#### Aufgabenliste
(A) Welches Beispiel wurde laut dem Seitenauszug besonders oft durchgekaut?
(B) Schreibe bitte aus den Datensätzen die Zeilen ab, beginnend mit der Zeile mit "# give the mask of every instance of the black" bis einschließlich der Zeile mit "[[[201,11],[201,0],[0,1],[2,17],[199,56]]]".

Doch, exakt das wäre der Versuch und natürlich würde es keiner so darstellen. Aber es ändert nichts daran, dass man für ein bestimtmes Medium das Verbot verfassungsfeindlicher Symbole aufhebt. Was man semantisch genauso "Erlaubnis" nennen darf. Von Hakenkreuzen, SS-Runen, you name it. Man sollte ganz offen und (selbst)bewusst auch genau das ansprechen, wenn man eben die entsprechenden Argumente hat, dies so zu verteidigen. Und die gibt es, wir haben sie seit zehntausend Jahren gebetsmühlenartig immer und immer und immer wieder durchgekaut, besonders das Indiana-Jones-Beispiel. Die Frage, die man sich stellen sollte ist vielmehr, warum dieser bestechenden Logik noch niemand Gehör geschenkt hat. Ist ja schon seltsam!

>Es sindnatürlich die "Spiele als Kunstform legitimieren"-Versuche von verschiedenen Organisationen und (iirc sogar Museen?), und es würde unter der Flagge (höhö) durchgewunken werden und wenn das Kind in trockenen Tüchern ist, würde die Erlaubnis für die Kreuzdarstellung von ganz alleine folgen.

#### Zeilen aus einem Segmentierungsdatensatz
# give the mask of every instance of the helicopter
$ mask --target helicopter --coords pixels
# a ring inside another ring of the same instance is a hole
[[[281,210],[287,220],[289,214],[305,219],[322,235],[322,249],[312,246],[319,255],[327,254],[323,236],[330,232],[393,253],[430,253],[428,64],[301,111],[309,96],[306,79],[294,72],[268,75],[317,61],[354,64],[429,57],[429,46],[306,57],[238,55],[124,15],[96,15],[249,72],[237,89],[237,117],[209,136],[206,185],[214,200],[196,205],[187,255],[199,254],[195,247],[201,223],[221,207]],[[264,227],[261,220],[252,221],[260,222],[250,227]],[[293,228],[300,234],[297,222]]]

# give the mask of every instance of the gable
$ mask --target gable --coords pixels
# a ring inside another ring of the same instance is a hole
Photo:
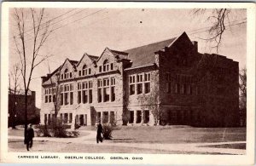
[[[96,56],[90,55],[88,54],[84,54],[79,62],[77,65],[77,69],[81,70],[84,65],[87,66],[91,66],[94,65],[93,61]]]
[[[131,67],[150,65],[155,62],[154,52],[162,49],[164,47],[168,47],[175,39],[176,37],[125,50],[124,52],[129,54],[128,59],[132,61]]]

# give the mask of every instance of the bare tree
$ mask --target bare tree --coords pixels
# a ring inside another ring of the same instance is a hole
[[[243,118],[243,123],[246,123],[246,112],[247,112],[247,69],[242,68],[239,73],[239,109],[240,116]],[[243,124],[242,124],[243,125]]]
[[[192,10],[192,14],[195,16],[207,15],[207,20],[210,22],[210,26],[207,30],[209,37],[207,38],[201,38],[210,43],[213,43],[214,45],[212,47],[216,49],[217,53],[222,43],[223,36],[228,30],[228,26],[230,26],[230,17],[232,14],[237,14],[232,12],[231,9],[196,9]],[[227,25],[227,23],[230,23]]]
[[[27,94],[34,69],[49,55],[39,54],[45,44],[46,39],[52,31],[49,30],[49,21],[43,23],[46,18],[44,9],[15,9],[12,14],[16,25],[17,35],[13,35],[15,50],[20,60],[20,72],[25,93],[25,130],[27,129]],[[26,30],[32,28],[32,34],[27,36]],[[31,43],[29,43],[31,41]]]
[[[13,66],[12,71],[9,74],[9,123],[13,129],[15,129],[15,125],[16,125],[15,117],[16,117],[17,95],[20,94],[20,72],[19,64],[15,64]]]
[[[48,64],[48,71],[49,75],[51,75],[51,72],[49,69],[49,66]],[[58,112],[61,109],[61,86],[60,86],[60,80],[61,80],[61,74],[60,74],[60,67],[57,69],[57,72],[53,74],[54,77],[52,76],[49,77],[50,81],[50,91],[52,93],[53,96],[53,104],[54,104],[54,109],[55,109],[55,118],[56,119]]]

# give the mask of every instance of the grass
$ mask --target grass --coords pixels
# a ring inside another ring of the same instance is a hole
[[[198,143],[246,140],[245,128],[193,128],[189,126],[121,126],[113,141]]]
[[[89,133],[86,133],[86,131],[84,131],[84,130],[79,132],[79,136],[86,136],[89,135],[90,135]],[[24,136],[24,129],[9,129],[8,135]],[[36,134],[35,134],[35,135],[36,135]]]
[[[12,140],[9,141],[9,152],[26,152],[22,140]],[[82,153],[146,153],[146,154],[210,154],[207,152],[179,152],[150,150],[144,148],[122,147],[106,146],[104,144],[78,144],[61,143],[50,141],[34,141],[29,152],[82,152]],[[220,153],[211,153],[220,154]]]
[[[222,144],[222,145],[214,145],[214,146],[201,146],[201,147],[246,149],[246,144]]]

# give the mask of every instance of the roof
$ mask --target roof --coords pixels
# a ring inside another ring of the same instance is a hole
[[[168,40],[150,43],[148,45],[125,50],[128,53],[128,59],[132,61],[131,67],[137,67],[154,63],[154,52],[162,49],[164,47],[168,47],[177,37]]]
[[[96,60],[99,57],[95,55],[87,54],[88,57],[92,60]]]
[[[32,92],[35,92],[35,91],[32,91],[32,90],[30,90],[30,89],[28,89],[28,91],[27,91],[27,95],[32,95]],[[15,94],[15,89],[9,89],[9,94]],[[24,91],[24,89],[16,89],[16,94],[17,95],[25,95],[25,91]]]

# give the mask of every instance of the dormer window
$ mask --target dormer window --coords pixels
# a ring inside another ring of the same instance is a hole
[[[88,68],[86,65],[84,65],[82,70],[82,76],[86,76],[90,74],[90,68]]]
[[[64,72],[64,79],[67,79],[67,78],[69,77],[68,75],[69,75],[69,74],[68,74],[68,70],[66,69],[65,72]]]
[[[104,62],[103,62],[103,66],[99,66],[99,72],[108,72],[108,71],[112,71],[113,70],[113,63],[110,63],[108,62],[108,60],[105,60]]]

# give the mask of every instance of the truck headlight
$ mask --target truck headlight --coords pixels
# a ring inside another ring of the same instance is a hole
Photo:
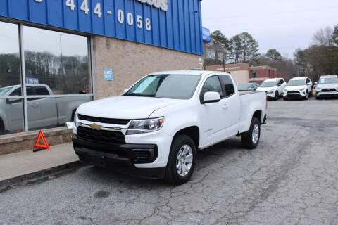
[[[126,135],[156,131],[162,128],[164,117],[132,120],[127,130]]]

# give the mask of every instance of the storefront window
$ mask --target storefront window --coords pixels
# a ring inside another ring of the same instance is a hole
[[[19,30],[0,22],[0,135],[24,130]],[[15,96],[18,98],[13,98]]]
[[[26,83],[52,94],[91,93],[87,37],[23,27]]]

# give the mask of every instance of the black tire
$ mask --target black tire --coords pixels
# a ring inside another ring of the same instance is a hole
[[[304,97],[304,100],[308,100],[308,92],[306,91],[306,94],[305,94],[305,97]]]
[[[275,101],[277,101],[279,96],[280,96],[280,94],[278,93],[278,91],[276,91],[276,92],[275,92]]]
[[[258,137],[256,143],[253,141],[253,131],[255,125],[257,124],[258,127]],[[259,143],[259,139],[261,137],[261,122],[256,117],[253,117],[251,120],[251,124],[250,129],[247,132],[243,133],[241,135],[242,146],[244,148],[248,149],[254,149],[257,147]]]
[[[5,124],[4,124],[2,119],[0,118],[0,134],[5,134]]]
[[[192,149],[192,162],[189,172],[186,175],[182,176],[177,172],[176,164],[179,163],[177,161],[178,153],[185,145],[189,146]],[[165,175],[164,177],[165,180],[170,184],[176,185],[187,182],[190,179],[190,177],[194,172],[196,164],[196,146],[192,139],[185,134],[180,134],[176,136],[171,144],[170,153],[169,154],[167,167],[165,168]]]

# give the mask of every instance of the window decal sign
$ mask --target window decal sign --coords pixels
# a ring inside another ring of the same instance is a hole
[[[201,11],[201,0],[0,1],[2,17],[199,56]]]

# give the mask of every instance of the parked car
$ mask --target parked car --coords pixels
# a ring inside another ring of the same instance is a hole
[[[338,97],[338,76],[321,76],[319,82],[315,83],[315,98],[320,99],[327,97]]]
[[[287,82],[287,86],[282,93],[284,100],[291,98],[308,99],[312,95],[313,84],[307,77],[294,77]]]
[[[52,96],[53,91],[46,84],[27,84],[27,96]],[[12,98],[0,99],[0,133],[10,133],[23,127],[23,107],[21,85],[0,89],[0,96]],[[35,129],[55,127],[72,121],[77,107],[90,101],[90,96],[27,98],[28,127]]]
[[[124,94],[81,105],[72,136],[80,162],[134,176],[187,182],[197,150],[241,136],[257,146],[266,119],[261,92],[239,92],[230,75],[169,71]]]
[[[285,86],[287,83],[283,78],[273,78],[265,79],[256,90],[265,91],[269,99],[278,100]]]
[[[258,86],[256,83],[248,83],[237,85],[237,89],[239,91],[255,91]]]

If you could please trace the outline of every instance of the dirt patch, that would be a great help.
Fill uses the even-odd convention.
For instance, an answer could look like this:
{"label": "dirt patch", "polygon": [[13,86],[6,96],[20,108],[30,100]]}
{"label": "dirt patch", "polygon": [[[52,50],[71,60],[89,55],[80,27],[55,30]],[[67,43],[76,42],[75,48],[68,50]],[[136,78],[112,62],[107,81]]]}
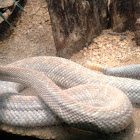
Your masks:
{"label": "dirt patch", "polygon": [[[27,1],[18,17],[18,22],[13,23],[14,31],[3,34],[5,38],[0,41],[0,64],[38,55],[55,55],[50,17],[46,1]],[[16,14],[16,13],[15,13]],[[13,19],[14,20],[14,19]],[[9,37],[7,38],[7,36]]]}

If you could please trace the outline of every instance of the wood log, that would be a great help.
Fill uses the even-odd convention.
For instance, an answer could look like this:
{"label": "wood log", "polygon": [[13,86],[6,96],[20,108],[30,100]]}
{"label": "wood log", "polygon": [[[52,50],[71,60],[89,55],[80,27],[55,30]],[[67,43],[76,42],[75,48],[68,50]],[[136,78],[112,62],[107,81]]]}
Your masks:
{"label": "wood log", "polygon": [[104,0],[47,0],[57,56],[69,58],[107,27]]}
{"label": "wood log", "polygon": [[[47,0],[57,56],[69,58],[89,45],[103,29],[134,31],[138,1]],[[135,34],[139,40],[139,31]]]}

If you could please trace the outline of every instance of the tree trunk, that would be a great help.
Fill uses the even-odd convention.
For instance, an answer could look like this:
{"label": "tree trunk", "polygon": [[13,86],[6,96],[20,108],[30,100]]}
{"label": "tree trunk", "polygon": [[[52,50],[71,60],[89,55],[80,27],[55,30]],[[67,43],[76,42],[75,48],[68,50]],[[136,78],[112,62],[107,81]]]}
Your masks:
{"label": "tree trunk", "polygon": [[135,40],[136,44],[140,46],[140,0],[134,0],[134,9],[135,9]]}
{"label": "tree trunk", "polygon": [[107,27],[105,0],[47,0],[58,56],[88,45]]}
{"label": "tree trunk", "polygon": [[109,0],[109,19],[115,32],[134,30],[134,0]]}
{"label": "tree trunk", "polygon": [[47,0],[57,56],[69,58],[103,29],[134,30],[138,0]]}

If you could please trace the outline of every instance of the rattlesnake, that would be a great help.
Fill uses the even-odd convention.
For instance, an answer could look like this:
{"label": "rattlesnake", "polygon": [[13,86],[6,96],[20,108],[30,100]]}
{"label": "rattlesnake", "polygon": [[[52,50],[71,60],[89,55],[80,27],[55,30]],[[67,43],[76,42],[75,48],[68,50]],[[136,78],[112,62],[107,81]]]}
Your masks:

#### Ergebnisse der Übung
(A) Das Indiana-Jones-Beispiel.

(B)
# give the mask of every instance of the black tire
$ mask --target black tire --coords pixels
# a ring inside another ring of the same instance is a hole
[[[304,97],[304,100],[308,100],[308,92],[306,91],[306,94],[305,94],[305,97]]]
[[[275,101],[277,101],[279,96],[280,96],[280,94],[278,93],[278,91],[276,91],[276,92],[275,92]]]
[[[258,137],[256,143],[253,141],[253,131],[255,125],[257,124],[258,127]],[[259,143],[259,139],[261,137],[261,122],[256,117],[253,117],[251,120],[251,124],[250,129],[247,132],[243,133],[241,135],[242,146],[244,148],[248,149],[254,149],[257,147]]]
[[[5,124],[4,124],[2,119],[0,118],[0,134],[5,134]]]
[[[192,149],[192,162],[189,172],[186,175],[182,176],[177,172],[176,164],[179,163],[177,161],[178,153],[185,145],[189,146]],[[165,175],[164,177],[165,180],[170,184],[176,185],[187,182],[190,179],[190,177],[194,172],[196,164],[196,146],[192,139],[185,134],[180,134],[176,136],[171,144],[170,153],[169,154],[167,167],[165,168]]]

# give the mask of every instance of the window decal sign
$ mask --target window decal sign --coords pixels
# a ring inside another ring of the same instance is a hole
[[[201,11],[201,0],[0,1],[2,17],[199,56]]]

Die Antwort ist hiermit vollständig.